_GIVEN ENTRIES_.

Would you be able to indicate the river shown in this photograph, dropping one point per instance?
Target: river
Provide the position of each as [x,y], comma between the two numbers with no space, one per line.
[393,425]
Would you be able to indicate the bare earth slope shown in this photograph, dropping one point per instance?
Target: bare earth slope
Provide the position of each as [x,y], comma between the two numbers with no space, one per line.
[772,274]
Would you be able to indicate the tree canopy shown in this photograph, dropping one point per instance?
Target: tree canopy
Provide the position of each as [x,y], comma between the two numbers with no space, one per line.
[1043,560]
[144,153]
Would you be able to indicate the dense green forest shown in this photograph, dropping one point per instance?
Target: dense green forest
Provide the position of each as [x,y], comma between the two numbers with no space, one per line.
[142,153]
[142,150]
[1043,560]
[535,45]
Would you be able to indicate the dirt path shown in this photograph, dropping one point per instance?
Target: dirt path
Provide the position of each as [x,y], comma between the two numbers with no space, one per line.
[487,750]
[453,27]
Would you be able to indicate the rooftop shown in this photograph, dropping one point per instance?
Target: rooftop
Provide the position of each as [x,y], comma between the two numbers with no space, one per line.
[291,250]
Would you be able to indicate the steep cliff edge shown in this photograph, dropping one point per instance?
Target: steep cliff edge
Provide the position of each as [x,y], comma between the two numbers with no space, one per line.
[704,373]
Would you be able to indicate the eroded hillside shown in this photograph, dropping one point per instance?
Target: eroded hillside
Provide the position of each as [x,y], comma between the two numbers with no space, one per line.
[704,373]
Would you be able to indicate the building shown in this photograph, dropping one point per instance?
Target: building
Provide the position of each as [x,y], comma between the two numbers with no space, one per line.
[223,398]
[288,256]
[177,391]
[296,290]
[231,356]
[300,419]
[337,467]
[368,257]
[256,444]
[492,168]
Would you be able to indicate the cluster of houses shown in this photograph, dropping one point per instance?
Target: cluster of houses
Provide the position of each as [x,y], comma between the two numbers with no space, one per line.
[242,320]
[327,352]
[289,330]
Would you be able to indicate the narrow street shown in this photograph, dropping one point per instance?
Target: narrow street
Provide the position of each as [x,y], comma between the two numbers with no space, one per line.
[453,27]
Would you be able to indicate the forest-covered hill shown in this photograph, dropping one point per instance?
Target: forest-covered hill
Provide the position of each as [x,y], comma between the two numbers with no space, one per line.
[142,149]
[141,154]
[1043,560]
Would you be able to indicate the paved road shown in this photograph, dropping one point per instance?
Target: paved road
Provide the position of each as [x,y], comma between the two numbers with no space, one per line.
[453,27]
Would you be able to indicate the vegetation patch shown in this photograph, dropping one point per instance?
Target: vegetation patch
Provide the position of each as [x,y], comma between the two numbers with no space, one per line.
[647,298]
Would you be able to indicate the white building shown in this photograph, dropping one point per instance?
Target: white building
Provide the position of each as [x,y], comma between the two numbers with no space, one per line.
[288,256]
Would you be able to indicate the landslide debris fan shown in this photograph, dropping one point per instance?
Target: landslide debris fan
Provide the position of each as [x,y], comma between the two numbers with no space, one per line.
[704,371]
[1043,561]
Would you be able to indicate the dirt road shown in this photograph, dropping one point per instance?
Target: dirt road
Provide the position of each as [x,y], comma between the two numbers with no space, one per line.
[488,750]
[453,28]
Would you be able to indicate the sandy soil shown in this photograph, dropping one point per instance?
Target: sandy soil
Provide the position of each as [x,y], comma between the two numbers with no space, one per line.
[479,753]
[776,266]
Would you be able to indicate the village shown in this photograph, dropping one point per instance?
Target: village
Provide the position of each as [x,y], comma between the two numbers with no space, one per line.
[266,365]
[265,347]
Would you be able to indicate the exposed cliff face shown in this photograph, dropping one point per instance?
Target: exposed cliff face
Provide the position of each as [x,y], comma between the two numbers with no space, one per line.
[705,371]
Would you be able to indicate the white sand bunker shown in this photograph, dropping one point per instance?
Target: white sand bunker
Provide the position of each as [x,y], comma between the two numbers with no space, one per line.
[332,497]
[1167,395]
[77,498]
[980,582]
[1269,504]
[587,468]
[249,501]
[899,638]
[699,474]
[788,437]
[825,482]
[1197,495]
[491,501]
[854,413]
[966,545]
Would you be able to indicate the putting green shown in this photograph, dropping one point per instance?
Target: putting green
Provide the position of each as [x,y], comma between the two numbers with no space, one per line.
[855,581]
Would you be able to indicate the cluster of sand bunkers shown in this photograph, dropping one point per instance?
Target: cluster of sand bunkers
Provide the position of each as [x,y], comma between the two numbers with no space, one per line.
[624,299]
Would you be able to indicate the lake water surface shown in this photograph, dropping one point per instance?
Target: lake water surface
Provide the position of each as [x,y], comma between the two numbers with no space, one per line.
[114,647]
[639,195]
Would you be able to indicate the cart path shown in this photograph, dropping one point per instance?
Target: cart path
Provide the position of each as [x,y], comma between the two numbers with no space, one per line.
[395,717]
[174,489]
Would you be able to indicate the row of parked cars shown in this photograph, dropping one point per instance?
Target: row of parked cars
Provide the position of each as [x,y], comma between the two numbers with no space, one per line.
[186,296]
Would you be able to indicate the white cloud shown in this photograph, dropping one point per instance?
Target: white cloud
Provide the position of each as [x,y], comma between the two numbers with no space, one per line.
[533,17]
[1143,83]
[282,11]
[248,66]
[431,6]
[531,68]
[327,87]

_REQUIREMENT_.
Please repeat all the records above exactly as they appear.

_FULL OUTPUT_.
Would you be able to indicate the river shown in this photograph, dropping one point per instance?
Target: river
Provide the position of each as [x,y], comma between the two numbers with no space, one per line.
[393,425]
Would you be able to indicate the bare earth slope shown in this photograph, dropping one point per instance?
Target: bare earth slope
Provide the position of each as [x,y], comma between the two numbers with no space, one per line.
[772,274]
Would you be able to indicate the tree canopy shown in this photograph, dropping one point per instance?
Target: tree canopy
Provide the position of each as [x,y], comma between the two numbers with no space, one per line.
[1043,560]
[144,153]
Would you be able to indicate the dense green forest shown in this photograph, dropping one point per instance?
Target: dense green forest
Provide the position of each as [x,y], comma between the two numbers with no space, one per line.
[142,153]
[142,150]
[1043,560]
[535,45]
Would you be able to indicate the dirt path shown in this photograph, dropping one point per instance?
Target: dirt path
Provide the position of each as [x,y], comma between the two numbers with no space, one per line.
[487,750]
[453,27]
Would you be able to indicate the rooftop shown in this photograph, dropping one point per instance?
Target: rooftop
Provide the position of each as [x,y], comma between the two numbers with no space, one per line.
[291,250]
Would you be able to indicate the steep cliff edge shown in this photograph, dropping one point per instance?
Target: steep cliff edge
Provide the position of each as [x,y], comma between the two numbers with no space, one per line.
[704,373]
Would you be able to indicate the eroded hillside shown in this photograph, dropping one point per instance?
Target: eroded hillside
Provide the position of each as [x,y], comma between the two numbers with no space, one per line.
[704,373]
Would you be able to indicate the building shown in this photograph, dropping one point per instance?
Target: building
Provide the position of each as [x,y], comma between the two numbers with no space, one per line.
[223,398]
[288,256]
[177,391]
[296,290]
[231,356]
[300,419]
[337,467]
[368,257]
[256,444]
[492,168]
Would you be able to indicate the cluster of houses shown in this photograph, dropping one point per instance?
Target: cluster of houses
Provide the position of each as [x,y], comma between the two numbers with no space, one per line.
[242,320]
[327,352]
[289,330]
Would you be able to indicate the narrow street shown in this photograph, dropping one point per instance?
Target: narrow street
Provide the position of each as [x,y], comma between the two numbers with no space, one per line.
[453,27]
Would you be able to indicate the forest-covered hill shown in this photograph, dropping one point per instance?
Target: forest-covered hill
Provide the position of each as [x,y], comma between the two numbers with no space, one per line.
[142,149]
[141,154]
[1043,560]
Would you be able to indicate the paved road shown in this photograph, dropping one point per instance?
Target: paved road
Provide the position of each as [x,y], comma between the two numbers with no space, one per line.
[453,27]
Would you be able to indicate the vegetation patch shown in this photograph, dropping one point per instance?
Target: vegetation patch
Provide the position of each as [x,y], comma between the two numbers with no space, one per line.
[647,298]
Would you be able to indicate the white building shown in this photograph, dropping one point per instance?
Target: white building
Provide the position of each as [x,y], comma between the two numbers with no space, one per line.
[288,256]
Would you be able to indicate the landslide debris fan shown in this photograph, dropping one point per instance?
Target: landslide debris fan
Provide the position of each as [x,y], comma between the two numbers with no space, one per line.
[704,371]
[1043,561]
Would you be able to indicate the dirt road shown in this photograph, dropping one point per instance?
Target: dirt road
Provide the position of each as [x,y], comma between the two numbers with no space, one per line.
[488,750]
[453,28]
Would you be able to indicate the sandy soil shown in this photograph, dropping one point per instance?
Target: sandy soil
Provide the position of each as [x,y], comma between the two numbers with no space, one per line.
[479,753]
[776,266]
Would you be able to indicate the village shown in this photograph, dropping one point per instance?
Target: village
Provide the position of each as [x,y], comma between the two numbers with no space, one per line.
[266,365]
[265,347]
Would you be able to indicate the exposed cliff face shown in this photograph, dropping one point per instance?
Target: exposed cliff face
Provide the position of each as [x,y], comma between the two numbers with no space, one per line.
[705,371]
Would you be able to indicate the white sand bunker shown in this photograph, dropping one point per instance?
Target: white sand bunker
Provide the position of each as [x,y], comma between the two numbers with no space, one per line.
[332,497]
[1167,395]
[77,498]
[980,582]
[1269,504]
[587,468]
[249,501]
[899,638]
[699,474]
[788,437]
[825,482]
[1197,495]
[491,501]
[854,413]
[966,545]
Would you be able to indicate the putting green shown in this photograph, dropping one point per instance?
Target: putting green
Provide the position of each as [x,y], comma between the two numbers with no space, one per line.
[855,581]
Would you be able to indicate the cluster of sand bunkers shown in this photograph, dropping one point per instance?
Target: cluster of sand bunkers
Provide the position of each as [x,y], comma between the two numbers with no space, one per line.
[624,299]
Would you be able to indicate the lake water surface shown in this photograph, dropping one point per instance?
Target: lake water surface
Provide the position of each as [x,y], comma between the two numbers with no space, one per line.
[114,647]
[639,195]
Would you be able to indicate the cart path shown in this photograph, dropping one point per instance?
Target: cart path
Provide the position of each as [x,y], comma between the two numbers with no space, one per line.
[395,717]
[174,489]
Would you be able to indicate the row of parked cars shown in this photograph, dropping one point per instance?
Target: row of parked cars
Provide the position of each as [x,y], comma between the two numbers with no space, one per line.
[186,296]
Would you be able to indicate the white cloud shown in this photograph, dropping one point per instance?
Target: white cloud
Provide the position of each as [x,y], comma between the two numbers with no space, one per line.
[533,17]
[1143,83]
[282,11]
[248,66]
[431,6]
[531,68]
[327,87]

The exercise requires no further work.